» YOUR TASK:
Return only the line that contains "Can you see the ceiling fan motor" and each line after it, through the last line of the data below, copied exactly.

» DATASET RECORDS:

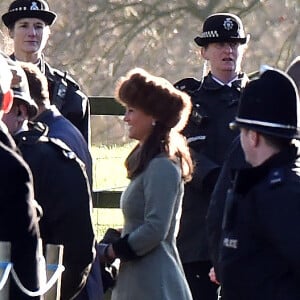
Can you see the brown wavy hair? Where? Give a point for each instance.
(170, 108)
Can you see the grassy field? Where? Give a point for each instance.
(109, 173)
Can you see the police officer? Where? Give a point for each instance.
(29, 22)
(18, 217)
(261, 244)
(61, 188)
(215, 99)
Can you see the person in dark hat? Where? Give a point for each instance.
(294, 71)
(18, 214)
(215, 97)
(61, 186)
(261, 229)
(150, 266)
(24, 108)
(28, 22)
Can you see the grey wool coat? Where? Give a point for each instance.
(151, 208)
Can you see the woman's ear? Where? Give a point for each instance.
(11, 33)
(7, 101)
(203, 52)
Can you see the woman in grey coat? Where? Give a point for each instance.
(158, 166)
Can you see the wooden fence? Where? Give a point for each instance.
(106, 106)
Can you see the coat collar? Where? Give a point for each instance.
(210, 84)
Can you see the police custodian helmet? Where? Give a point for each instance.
(270, 105)
(222, 27)
(28, 9)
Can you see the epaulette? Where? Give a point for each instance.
(188, 85)
(37, 133)
(275, 177)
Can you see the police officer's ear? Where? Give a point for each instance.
(7, 101)
(11, 31)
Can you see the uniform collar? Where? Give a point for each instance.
(212, 83)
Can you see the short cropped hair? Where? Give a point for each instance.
(5, 76)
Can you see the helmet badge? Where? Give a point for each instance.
(228, 24)
(34, 6)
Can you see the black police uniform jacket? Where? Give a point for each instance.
(209, 136)
(234, 161)
(66, 95)
(62, 189)
(261, 244)
(18, 220)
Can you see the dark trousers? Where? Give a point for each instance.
(197, 277)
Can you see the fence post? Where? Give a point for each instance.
(4, 258)
(54, 257)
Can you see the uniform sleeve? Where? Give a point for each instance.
(21, 224)
(161, 187)
(279, 216)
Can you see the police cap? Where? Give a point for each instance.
(270, 105)
(20, 9)
(222, 27)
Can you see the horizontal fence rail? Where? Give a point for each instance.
(106, 106)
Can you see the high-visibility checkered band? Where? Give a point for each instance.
(266, 124)
(208, 34)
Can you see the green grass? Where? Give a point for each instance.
(109, 173)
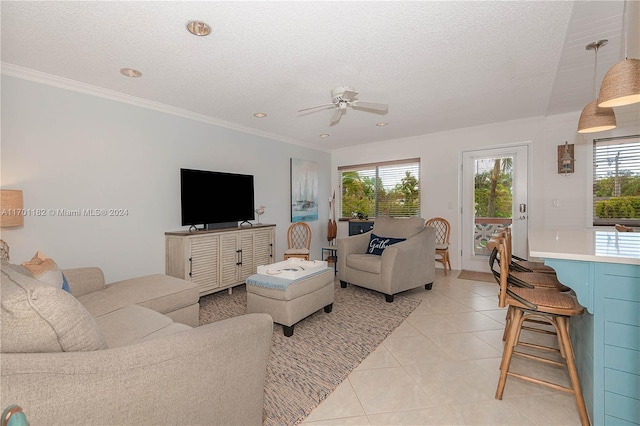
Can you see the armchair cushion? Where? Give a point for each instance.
(46, 270)
(398, 227)
(377, 244)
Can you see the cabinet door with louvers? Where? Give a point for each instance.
(204, 265)
(263, 248)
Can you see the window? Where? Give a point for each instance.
(616, 181)
(380, 189)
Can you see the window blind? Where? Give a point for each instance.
(616, 181)
(389, 188)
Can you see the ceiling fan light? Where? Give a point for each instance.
(596, 119)
(621, 84)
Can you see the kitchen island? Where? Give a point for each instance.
(603, 268)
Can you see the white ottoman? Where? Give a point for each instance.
(289, 301)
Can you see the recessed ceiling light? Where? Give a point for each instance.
(130, 72)
(198, 28)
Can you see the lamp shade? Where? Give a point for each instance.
(621, 84)
(596, 119)
(12, 206)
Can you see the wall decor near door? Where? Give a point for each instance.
(304, 190)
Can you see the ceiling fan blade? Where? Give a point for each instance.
(383, 108)
(335, 118)
(317, 106)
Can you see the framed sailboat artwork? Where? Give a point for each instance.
(304, 190)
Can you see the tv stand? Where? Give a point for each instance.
(219, 259)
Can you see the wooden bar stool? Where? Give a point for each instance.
(546, 305)
(519, 264)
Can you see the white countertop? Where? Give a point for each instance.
(591, 245)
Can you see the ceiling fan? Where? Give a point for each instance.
(343, 97)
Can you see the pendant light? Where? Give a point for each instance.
(593, 117)
(621, 85)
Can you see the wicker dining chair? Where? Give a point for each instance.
(443, 231)
(299, 241)
(546, 305)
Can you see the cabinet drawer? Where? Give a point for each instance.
(622, 287)
(622, 383)
(622, 311)
(622, 407)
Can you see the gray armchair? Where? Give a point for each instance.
(402, 266)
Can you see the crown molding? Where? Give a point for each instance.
(91, 90)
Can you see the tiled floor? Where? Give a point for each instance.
(440, 367)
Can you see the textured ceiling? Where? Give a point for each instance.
(439, 65)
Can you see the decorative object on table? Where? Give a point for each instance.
(304, 190)
(14, 416)
(298, 240)
(299, 377)
(566, 159)
(12, 215)
(621, 84)
(403, 266)
(443, 231)
(260, 212)
(593, 117)
(332, 227)
(343, 97)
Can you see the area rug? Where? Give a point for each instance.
(305, 368)
(476, 276)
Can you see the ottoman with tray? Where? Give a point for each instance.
(290, 291)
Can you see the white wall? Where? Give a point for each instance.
(68, 150)
(440, 153)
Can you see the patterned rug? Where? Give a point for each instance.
(476, 276)
(305, 368)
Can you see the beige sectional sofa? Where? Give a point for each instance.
(126, 353)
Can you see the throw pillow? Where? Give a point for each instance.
(378, 244)
(45, 269)
(38, 317)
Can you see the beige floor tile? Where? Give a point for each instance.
(473, 321)
(411, 350)
(491, 337)
(387, 389)
(436, 416)
(492, 412)
(441, 367)
(343, 421)
(433, 324)
(341, 403)
(479, 303)
(559, 409)
(462, 346)
(446, 305)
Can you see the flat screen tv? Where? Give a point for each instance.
(215, 198)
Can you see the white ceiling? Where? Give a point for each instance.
(439, 65)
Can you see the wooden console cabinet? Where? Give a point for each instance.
(219, 259)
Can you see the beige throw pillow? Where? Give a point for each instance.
(37, 317)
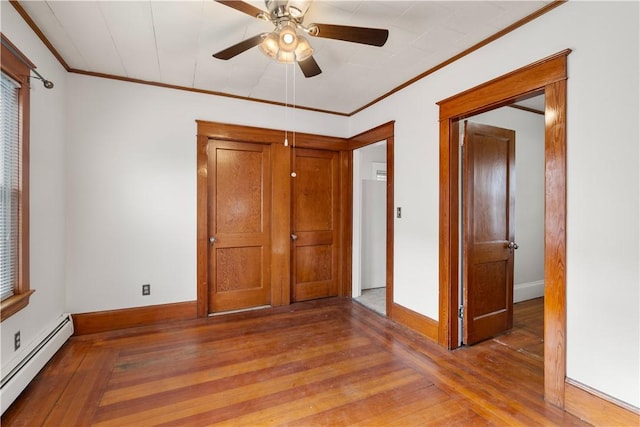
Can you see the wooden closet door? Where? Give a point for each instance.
(239, 205)
(489, 230)
(315, 224)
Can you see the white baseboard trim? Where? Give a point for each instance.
(526, 291)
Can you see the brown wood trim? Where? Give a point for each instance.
(384, 132)
(281, 221)
(230, 132)
(448, 235)
(415, 321)
(547, 76)
(110, 320)
(390, 219)
(432, 70)
(204, 91)
(281, 226)
(12, 305)
(466, 52)
(598, 409)
(202, 238)
(507, 88)
(16, 5)
(345, 232)
(555, 238)
(16, 65)
(379, 133)
(527, 109)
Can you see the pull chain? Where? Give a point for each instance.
(293, 165)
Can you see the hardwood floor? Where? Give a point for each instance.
(323, 362)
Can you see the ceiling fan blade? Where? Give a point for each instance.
(370, 36)
(238, 48)
(242, 7)
(309, 67)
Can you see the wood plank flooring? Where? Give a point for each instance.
(323, 362)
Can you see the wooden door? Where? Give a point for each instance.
(239, 206)
(315, 224)
(489, 228)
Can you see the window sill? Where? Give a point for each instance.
(13, 304)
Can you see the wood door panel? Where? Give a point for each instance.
(239, 268)
(490, 157)
(240, 221)
(239, 190)
(488, 298)
(314, 263)
(489, 205)
(314, 201)
(315, 213)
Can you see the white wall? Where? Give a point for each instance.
(529, 212)
(603, 325)
(47, 195)
(374, 216)
(129, 153)
(131, 182)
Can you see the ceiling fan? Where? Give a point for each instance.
(286, 43)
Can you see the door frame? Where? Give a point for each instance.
(548, 76)
(281, 193)
(470, 333)
(384, 132)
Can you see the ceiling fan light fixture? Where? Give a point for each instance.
(285, 57)
(270, 46)
(303, 50)
(288, 39)
(285, 45)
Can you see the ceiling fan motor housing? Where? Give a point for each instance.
(287, 8)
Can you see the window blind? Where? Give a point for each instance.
(10, 185)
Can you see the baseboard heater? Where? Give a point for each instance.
(17, 379)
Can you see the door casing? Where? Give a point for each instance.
(547, 76)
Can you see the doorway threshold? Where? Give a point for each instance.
(374, 299)
(240, 310)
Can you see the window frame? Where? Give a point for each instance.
(18, 67)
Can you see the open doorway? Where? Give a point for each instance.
(548, 76)
(520, 302)
(370, 226)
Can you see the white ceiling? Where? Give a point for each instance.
(172, 42)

» FULL RESPONSE:
Can you see the ceiling fan motor housing? Where? Give a point for each instance.
(287, 8)
Can you see the window blind? Where? Give a point for each instance.
(10, 185)
Can you see the baseboard heater? Where? Give a point for each instance.
(17, 379)
Can you see the door casing? Where? Give a point for each instance.
(547, 76)
Can you see the doorway threshold? Where? Give a point for each instance.
(374, 299)
(240, 310)
Can you see the window frame? Where? Give a point for each instance.
(18, 67)
Can you see the open doorway? Where? Give a point for each instance.
(548, 76)
(520, 302)
(370, 226)
Can you see the white ceiling? Where? Give a point for each instance.
(172, 42)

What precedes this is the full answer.